>> Start Exercise material

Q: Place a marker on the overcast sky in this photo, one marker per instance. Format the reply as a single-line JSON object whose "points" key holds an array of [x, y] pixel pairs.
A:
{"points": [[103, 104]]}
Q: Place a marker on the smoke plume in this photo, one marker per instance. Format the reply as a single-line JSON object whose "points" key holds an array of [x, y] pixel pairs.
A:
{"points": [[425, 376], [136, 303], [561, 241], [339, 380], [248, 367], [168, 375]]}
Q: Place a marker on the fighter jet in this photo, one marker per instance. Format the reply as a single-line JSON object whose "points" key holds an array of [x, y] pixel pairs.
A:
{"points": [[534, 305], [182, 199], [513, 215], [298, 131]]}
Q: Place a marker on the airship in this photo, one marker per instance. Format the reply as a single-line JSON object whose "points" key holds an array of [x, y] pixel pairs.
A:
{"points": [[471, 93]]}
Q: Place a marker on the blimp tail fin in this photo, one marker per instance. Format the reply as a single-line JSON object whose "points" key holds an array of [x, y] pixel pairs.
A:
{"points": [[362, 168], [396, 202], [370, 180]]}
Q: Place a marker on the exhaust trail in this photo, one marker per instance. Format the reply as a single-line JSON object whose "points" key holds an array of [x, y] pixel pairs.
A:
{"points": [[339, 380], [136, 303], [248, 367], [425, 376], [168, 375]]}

>> End Exercise material

Print all of the items above verbatim, line for line, with no changes.

Q: Place a marker on the overcast sky in this photo, one marker per instance. Format the reply as a single-line JSON object whose "points" key holds an array of [x, y] pixel pairs.
A:
{"points": [[103, 104]]}
Q: Place a marker on the smoke plume in this photo, one marker per instance. Format the reply as a single-line JSON object whose "points" key holds an array of [x, y] pixel pairs.
A:
{"points": [[425, 376], [136, 303], [561, 241], [339, 380], [248, 367], [168, 375]]}
Q: Place a marker on the fighter jet in this photo, one marker per instance. Format the reply as a single-line JSON object whose "points" key holds an array of [x, y] pixel pairs.
A:
{"points": [[534, 305], [182, 199], [513, 215], [298, 131]]}
Q: Place a marker on the airship in this photo, one marker per instance. Format the reply as a single-line JSON object whose "points" key holds an array of [x, y] pixel pairs.
A:
{"points": [[471, 93]]}
Q: Place a marker on the blimp tail fin in this photo, one marker per instance. Format the reply as a single-line JSON object whose "points" key holds an array of [x, y] pixel pairs.
A:
{"points": [[362, 168], [396, 202], [370, 180]]}
Q: Place a marker on the exhaust trail in this photo, one marker per instance. Format the reply as a single-line JSON object whose "points" key holds an array of [x, y] pixel pairs.
A:
{"points": [[339, 380], [136, 303], [248, 367], [425, 376], [168, 375]]}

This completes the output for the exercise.